**YOUR INSTRUCTIONS**
Rewrite the data below, changing every "photo" to "image" and keeping everything else the same. Leave the pictures out of your version.

**EXCERPTED DATA**
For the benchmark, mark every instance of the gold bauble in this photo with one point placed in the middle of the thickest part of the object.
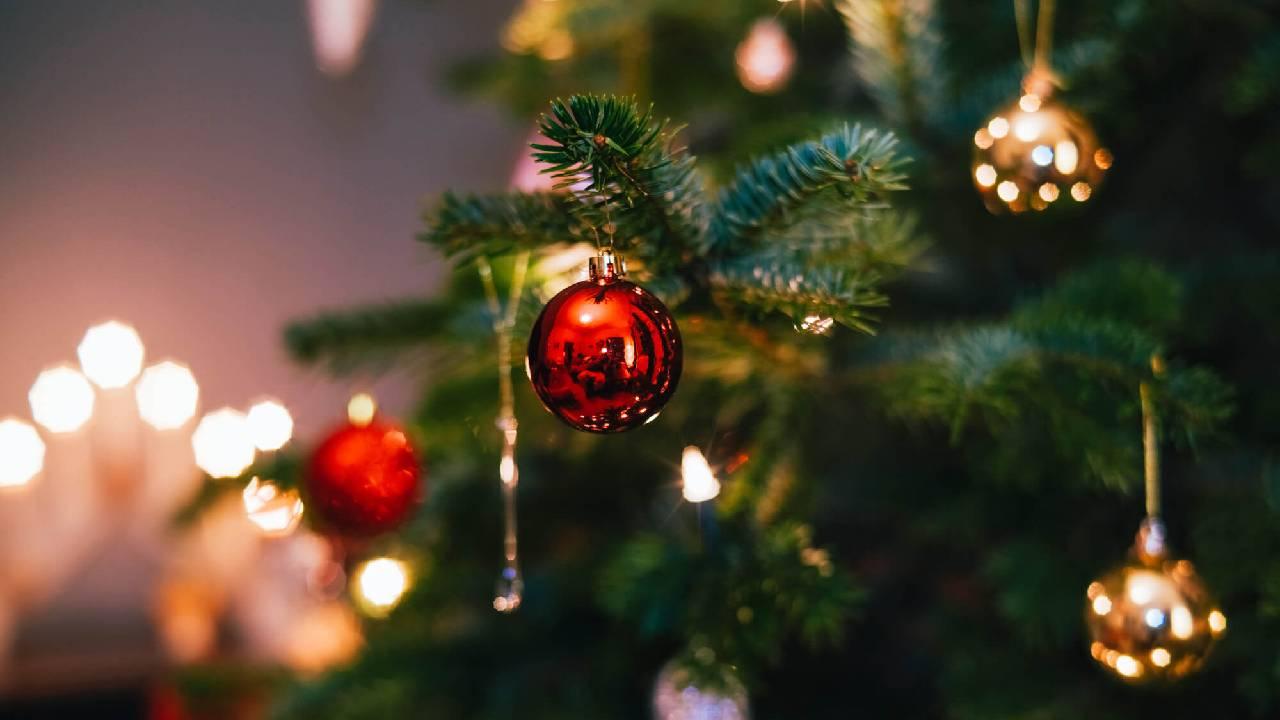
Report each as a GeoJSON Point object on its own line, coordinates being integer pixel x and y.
{"type": "Point", "coordinates": [1152, 618]}
{"type": "Point", "coordinates": [1037, 153]}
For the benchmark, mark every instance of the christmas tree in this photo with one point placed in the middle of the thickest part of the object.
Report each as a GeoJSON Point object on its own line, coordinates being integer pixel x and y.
{"type": "Point", "coordinates": [924, 417]}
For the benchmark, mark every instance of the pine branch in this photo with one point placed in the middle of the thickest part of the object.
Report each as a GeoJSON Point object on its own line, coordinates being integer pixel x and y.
{"type": "Point", "coordinates": [845, 171]}
{"type": "Point", "coordinates": [897, 53]}
{"type": "Point", "coordinates": [647, 187]}
{"type": "Point", "coordinates": [466, 226]}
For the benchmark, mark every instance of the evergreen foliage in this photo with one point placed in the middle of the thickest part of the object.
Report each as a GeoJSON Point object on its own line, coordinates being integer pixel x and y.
{"type": "Point", "coordinates": [909, 520]}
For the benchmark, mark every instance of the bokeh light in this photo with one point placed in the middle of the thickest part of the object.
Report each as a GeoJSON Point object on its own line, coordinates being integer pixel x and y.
{"type": "Point", "coordinates": [223, 445]}
{"type": "Point", "coordinates": [361, 409]}
{"type": "Point", "coordinates": [699, 482]}
{"type": "Point", "coordinates": [766, 58]}
{"type": "Point", "coordinates": [168, 395]}
{"type": "Point", "coordinates": [269, 424]}
{"type": "Point", "coordinates": [112, 354]}
{"type": "Point", "coordinates": [379, 584]}
{"type": "Point", "coordinates": [275, 513]}
{"type": "Point", "coordinates": [62, 400]}
{"type": "Point", "coordinates": [22, 452]}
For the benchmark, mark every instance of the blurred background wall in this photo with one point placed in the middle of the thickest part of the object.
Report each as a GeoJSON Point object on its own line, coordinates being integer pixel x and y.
{"type": "Point", "coordinates": [186, 167]}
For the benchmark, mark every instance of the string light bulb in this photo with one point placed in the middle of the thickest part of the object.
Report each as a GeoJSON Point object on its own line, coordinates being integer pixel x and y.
{"type": "Point", "coordinates": [275, 513]}
{"type": "Point", "coordinates": [112, 354]}
{"type": "Point", "coordinates": [167, 395]}
{"type": "Point", "coordinates": [22, 452]}
{"type": "Point", "coordinates": [62, 400]}
{"type": "Point", "coordinates": [699, 483]}
{"type": "Point", "coordinates": [766, 58]}
{"type": "Point", "coordinates": [269, 424]}
{"type": "Point", "coordinates": [380, 584]}
{"type": "Point", "coordinates": [223, 445]}
{"type": "Point", "coordinates": [361, 409]}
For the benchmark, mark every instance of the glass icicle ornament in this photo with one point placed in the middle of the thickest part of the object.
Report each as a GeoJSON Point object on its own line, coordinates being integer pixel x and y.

**SOLVED EXERCISE**
For the benchmark, mark every instance of the gold bauble in this image with one point placed in the middle of the thickest part of the object.
Report each as a GeoJSON Point object on its own line, coordinates being integer pixel x and y.
{"type": "Point", "coordinates": [1152, 618]}
{"type": "Point", "coordinates": [1037, 153]}
For the benchmark, mark every instance of the christmas tree in this image with one point placed in the middle of the thickest part of the object.
Report each as a GeoJSON Point object on its own line, coordinates being integer pixel x and y.
{"type": "Point", "coordinates": [924, 417]}
For the benchmark, mark every instance of the pine branch in this image with one point placed in the middle of the thickest part of the object.
Report each as a GeoJSON Point object on its own line, coordinates being integer pixel x and y.
{"type": "Point", "coordinates": [845, 171]}
{"type": "Point", "coordinates": [897, 53]}
{"type": "Point", "coordinates": [647, 187]}
{"type": "Point", "coordinates": [466, 226]}
For the benchmark, mark every instance of the evergreen foliage in this image with one point placed in the middle of the thickest part of the object.
Report each as a GeoJSON Point object on its own line, coordinates being integer pixel x and y.
{"type": "Point", "coordinates": [909, 520]}
For the benchmark, mark every instance of the bokeh light in this image with one point placed in the middle of the thickest part of the object.
Report each as a GeoJSON Point object on its own line, coordinates being integer pixel x and y.
{"type": "Point", "coordinates": [223, 445]}
{"type": "Point", "coordinates": [361, 409]}
{"type": "Point", "coordinates": [699, 482]}
{"type": "Point", "coordinates": [766, 58]}
{"type": "Point", "coordinates": [168, 395]}
{"type": "Point", "coordinates": [269, 424]}
{"type": "Point", "coordinates": [112, 354]}
{"type": "Point", "coordinates": [379, 584]}
{"type": "Point", "coordinates": [275, 513]}
{"type": "Point", "coordinates": [62, 400]}
{"type": "Point", "coordinates": [22, 452]}
For the benchmark, mark every instance of the blurred background wall in this image with one point placed in the middle of the thickest part of the object.
Report each as a GeoJSON Point object on its own line, coordinates being integer pixel x and y.
{"type": "Point", "coordinates": [186, 167]}
For the benchmark, mark every instance of the string light bulb in this image with one point placed in the middle of the thickest part of the object.
Report each as a GeoJSON Point object on its own line, coordinates being integer pixel x and y.
{"type": "Point", "coordinates": [275, 513]}
{"type": "Point", "coordinates": [112, 354]}
{"type": "Point", "coordinates": [167, 395]}
{"type": "Point", "coordinates": [22, 452]}
{"type": "Point", "coordinates": [62, 400]}
{"type": "Point", "coordinates": [699, 483]}
{"type": "Point", "coordinates": [766, 58]}
{"type": "Point", "coordinates": [269, 424]}
{"type": "Point", "coordinates": [380, 584]}
{"type": "Point", "coordinates": [223, 445]}
{"type": "Point", "coordinates": [361, 409]}
For the benchmark, mark every instance of the glass icicle ornament in this image with one point placed in the middle of the thickest part of the object.
Report each as a GeoJSON Point object on its own line, coordinates being integer pixel x and y.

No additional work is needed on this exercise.